Prosecutors work so closely on a day-to-day basis with the NYPD that they rarely expose officers whom they suspect to be lying; they just help them tailor their testimony. Hundreds of thousands of cases of police perjury occur every year in the United States, according to Harvard University law professor Alan Dershowitz, who calls the problem “pervasive.” A 1994 report by the Mollen Commission (headed by New York State Supreme Court Justice Milton Mollen) noted the same pattern of police “testifying” in New York — encouraged by police commanders and prosecutors, and condoned by judges.

In the mid-1990s, former NYPD Commissioner Howard Safir established a policy that an officer caught lying could be fired. But according to the Aug. 2 New York Times, of the 31 police officers formally accused of making false statements to the Civilian Complaint Review Board (CCRB) between 2003 and 2006, 25 of them were still on duty as of January. It was not known what became of the other six. None of the 31 dishonest cops have been referred to a criminal court, as they are not required to testify under oath at the CCRB.

While Christopher Long is likely to see his charges dropped in the coming weeks, it’s important to remember that the NYPD primarily targets Black and Latino communities whose members generally do not have the resources or activist networks to draw on that cyclists who participate in Critical Mass do.

Officer Pogan’s flagrantly false claims also raise new doubts about the testimony of killer cops who have been exonerated in the killings of Sean Bell, Timothy Stansbury, Khiel Coppin, Ousmane Zango, Amadou Diallo and countless other unarmed people of color.

For now, Officer Pogan has been taken off the streets and placed on desk duty. The City should fire him immediately. And if Manhattan District Attorney Robert Morgenthau wants to go further in cleansing a culture of police dishonesty, he can start by bringing Officer Pogan to trial on felony perjury charges. That’s the kind of crime-fighting zeal we need to see a lot more of.

────────────────

• _Written problem A_
Lay out the lines of the records below as a numbered list, starting at the line containing "Can you see the tree" and ending at the line containing "column 444, row 375", with blank lines left out.

• _Records to process_
────────────────

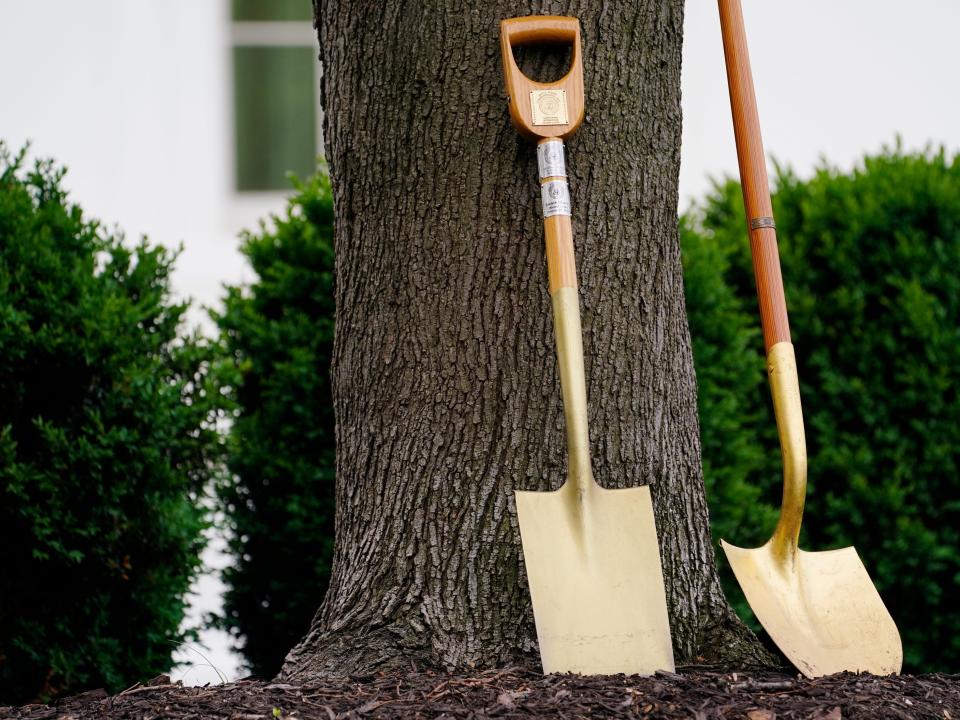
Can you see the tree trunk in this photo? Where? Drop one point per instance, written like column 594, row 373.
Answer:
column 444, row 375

────────────────

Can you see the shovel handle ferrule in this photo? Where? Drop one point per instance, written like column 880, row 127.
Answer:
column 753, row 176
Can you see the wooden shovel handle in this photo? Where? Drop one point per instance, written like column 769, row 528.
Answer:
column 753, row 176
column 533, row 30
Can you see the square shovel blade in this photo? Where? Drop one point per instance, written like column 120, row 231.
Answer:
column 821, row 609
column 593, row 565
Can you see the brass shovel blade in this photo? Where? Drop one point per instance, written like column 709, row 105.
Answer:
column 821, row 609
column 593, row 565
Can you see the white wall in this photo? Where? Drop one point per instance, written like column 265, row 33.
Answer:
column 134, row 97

────────────────

• _Written problem B_
In the passage on police perjury, how many of the 31 officers formally accused of making false statements to the CCRB between 2003 and 2006 were still on duty as of January?

• _Finished answer A_
1. Can you see the tree trunk in this photo? Where? Drop one point per instance, written like column 594, row 373.
2. Answer:
3. column 444, row 375

• _Finished answer B_
25 of them were still on duty.